Goal -> Reproduce all the material exactly, minus any pictures it holds.

** START Data rows **

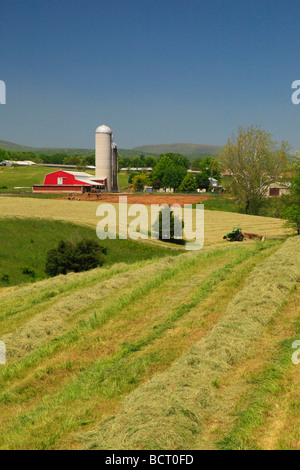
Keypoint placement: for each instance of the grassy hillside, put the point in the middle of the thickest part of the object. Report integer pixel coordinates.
(217, 223)
(26, 242)
(48, 151)
(174, 353)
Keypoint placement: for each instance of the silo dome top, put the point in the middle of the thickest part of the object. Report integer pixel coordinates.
(103, 130)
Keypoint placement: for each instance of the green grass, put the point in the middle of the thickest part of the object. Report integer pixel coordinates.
(220, 203)
(25, 243)
(142, 347)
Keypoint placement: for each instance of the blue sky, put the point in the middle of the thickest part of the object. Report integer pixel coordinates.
(154, 71)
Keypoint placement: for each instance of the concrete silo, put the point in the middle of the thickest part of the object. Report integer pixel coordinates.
(106, 157)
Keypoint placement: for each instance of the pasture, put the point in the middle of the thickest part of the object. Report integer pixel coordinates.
(192, 351)
(217, 223)
(151, 351)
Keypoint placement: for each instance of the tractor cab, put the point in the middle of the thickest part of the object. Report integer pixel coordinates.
(235, 236)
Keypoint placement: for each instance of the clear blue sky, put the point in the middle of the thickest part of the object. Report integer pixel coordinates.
(155, 71)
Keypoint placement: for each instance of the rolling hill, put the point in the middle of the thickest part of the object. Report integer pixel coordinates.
(190, 150)
(187, 352)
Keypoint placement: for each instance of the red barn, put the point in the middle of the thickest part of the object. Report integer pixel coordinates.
(69, 181)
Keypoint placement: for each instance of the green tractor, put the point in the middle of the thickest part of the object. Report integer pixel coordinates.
(235, 236)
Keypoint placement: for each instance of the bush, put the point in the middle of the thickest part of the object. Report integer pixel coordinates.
(156, 184)
(132, 174)
(169, 230)
(75, 257)
(139, 181)
(29, 272)
(189, 184)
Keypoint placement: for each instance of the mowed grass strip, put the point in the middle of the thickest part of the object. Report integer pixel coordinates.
(217, 223)
(118, 381)
(25, 244)
(266, 414)
(168, 412)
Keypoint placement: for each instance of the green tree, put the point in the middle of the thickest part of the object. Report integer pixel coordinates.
(255, 161)
(75, 257)
(189, 184)
(139, 181)
(291, 211)
(170, 174)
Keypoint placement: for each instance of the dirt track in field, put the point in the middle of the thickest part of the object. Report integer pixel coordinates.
(146, 199)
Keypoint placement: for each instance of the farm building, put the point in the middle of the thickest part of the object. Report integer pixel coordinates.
(70, 181)
(278, 189)
(106, 178)
(22, 163)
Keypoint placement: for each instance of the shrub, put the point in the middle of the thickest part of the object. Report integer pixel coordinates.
(169, 230)
(29, 272)
(156, 184)
(139, 181)
(189, 184)
(77, 257)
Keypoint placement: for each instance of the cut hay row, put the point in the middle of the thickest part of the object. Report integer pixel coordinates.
(117, 347)
(169, 411)
(217, 224)
(55, 320)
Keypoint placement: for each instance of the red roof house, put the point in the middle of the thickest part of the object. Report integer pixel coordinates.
(69, 181)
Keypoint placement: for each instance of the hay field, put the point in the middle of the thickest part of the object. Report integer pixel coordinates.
(217, 223)
(180, 352)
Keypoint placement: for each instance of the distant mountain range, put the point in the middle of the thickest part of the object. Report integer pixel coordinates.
(190, 150)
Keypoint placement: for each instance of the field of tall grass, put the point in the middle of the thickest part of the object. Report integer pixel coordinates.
(217, 223)
(26, 242)
(177, 352)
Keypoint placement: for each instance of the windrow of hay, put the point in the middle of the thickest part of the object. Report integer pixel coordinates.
(54, 321)
(169, 411)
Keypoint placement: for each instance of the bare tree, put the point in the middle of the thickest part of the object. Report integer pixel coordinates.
(255, 161)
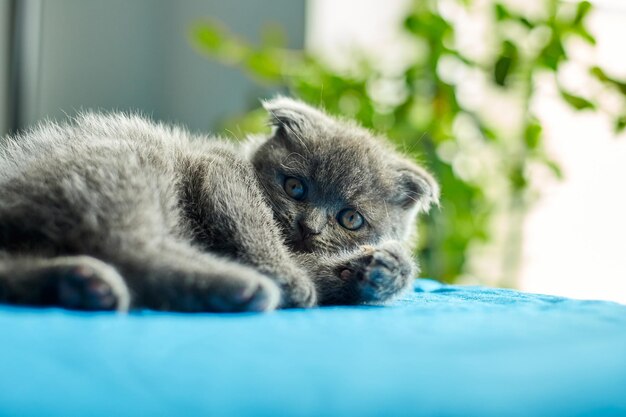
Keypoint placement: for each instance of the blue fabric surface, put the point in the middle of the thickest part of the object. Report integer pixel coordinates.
(440, 351)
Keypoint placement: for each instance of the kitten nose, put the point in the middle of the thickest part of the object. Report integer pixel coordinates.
(305, 230)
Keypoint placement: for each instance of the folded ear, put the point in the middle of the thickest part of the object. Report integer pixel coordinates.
(292, 117)
(416, 187)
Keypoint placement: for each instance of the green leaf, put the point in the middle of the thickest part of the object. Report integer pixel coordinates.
(554, 52)
(582, 10)
(501, 11)
(505, 63)
(620, 124)
(577, 102)
(602, 76)
(532, 134)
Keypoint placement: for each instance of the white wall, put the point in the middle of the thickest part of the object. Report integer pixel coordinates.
(575, 238)
(136, 55)
(4, 64)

** END Data rows **

Correct answer ->
Keypoint placement: for each instance of the grassy hillside, put the point in the middle of the thickest part of the object. Report integer pixel coordinates.
(217, 223)
(26, 242)
(48, 151)
(174, 353)
Keypoint placement: for each instance of the silo dome top, put the point in the middle of the thickest part of the object. Report integer pixel coordinates.
(103, 130)
Keypoint placement: for each instance of the green grass, put the point in the middle of the thickest part of the object. Report integer pixel coordinates.
(220, 203)
(25, 243)
(142, 347)
Keypoint placement: for each instance of the blue sky, put the point in the middle of the thickest part of the object. Report integer pixel coordinates.
(154, 71)
Keypoint placement: for each instance of the concrete silo, put the point in the middle of the thickest part of the object. Report integer pixel coordinates.
(106, 157)
Keypoint placement: for each instance of the pasture, put the point in the middle of the thickest part of the object. Report integer pixel coordinates.
(192, 351)
(217, 223)
(151, 351)
Keypoint placement: for each instance of the tractor cab, put the point in the middle of the thickest part of the object. Report integer pixel coordinates.
(235, 236)
Keypoint placement: for each instance of the clear blue sky, put the point in the middle of the thickest part of the object. Report integer pixel coordinates.
(155, 71)
Keypoint placement: for each instance of the rolling hill, put the point in the middle of the thickest part of the object. Report integer pixel coordinates.
(190, 150)
(187, 352)
Keypoint placement: for each instance of the red barn, put the point in the middle of the thickest part of the object. Report integer pixel coordinates.
(69, 181)
Keypoint placement: for each instance of the green tractor, put the point in the middle of the thickest part of the object. Report integer pixel coordinates.
(235, 236)
Keypoint placement: for each instance of the bush, put the point in the middle of the thickest part of the object. Report integer pixel coordinates.
(156, 184)
(132, 174)
(169, 230)
(75, 257)
(139, 181)
(29, 272)
(189, 184)
Keypoint placement: for each instance of the mowed grass strip, put the point in the middle of the thickest part of the object. Report integer pixel coordinates.
(217, 223)
(118, 381)
(25, 244)
(266, 414)
(168, 412)
Keypoint placement: for each instance of the green tree, put the point in the middle of the thickest part of the object. Report integer pixel coordinates.
(255, 161)
(75, 257)
(189, 184)
(139, 181)
(291, 211)
(170, 174)
Keypoint placement: for each instance of the dirt track in field, put the point in the middle of the thickest part of the object. Report integer pixel coordinates.
(146, 199)
Keypoint placement: for each instance of the farm building, put the point in the middle of the thickest part of the object. Report integer pixel coordinates.
(70, 181)
(278, 189)
(106, 178)
(22, 163)
Keypoint placement: for each instance of the shrub, put the point in the middle of the thickest part of the object. Report integer pixel coordinates.
(169, 230)
(29, 272)
(156, 184)
(139, 181)
(189, 184)
(77, 257)
Keypoint placement: for each instance of the cut hay row, put the point in the middle of the thickest part of the object. Report integer pixel coordinates.
(117, 347)
(169, 411)
(217, 224)
(55, 320)
Keypoint placement: for each instance of the red roof house, put the point in the middle of the thickest part of the object. Report integer pixel coordinates.
(69, 181)
Keypoint placement: for each instance of the hay field, put the point in the middle of the thickest part of the object. Report integer pixel coordinates.
(217, 223)
(180, 352)
Keypoint placement: for each instance of the distant mountain range, put the point in the middle of the thickest part of the object. Report integer pixel coordinates.
(190, 150)
Keypoint placement: for each instance of the field of tall grass, put the point in the middle of the thickest part of the object. Report integer pixel coordinates.
(217, 223)
(26, 242)
(177, 352)
Keypoint placement: for each instance of the windrow of hay, put the point in the middle of the thickest part of the object. Report integer pixel coordinates.
(54, 321)
(169, 411)
Keypoint placement: for each instance of the bare tree, put the point in the middle of the thickest part of the object. Report integer pixel coordinates.
(255, 161)
Keypoint placement: for each instance of the blue fabric surface, put the point in the middle of the thickest part of the object. Report integer pixel coordinates.
(440, 351)
Keypoint placement: for each instance of the kitten nose, put the point in the middle of the thickest part of the object. Report integer pixel coordinates.
(305, 230)
Keypoint placement: for each instance of the folded ear, put the point in the middle of the thickest part of the object. Report integer pixel coordinates.
(292, 117)
(416, 187)
Keypoint placement: for each instance of the green leaf, put the point in the middle of the thickest part of the object. Report integer pixel coordinates.
(554, 52)
(582, 10)
(501, 11)
(505, 63)
(620, 124)
(577, 102)
(602, 76)
(532, 134)
Keypoint placement: for each instance of the white wall, put the point in the middle of the thickest part of the object. Report integer pixel coordinates.
(575, 238)
(136, 55)
(4, 64)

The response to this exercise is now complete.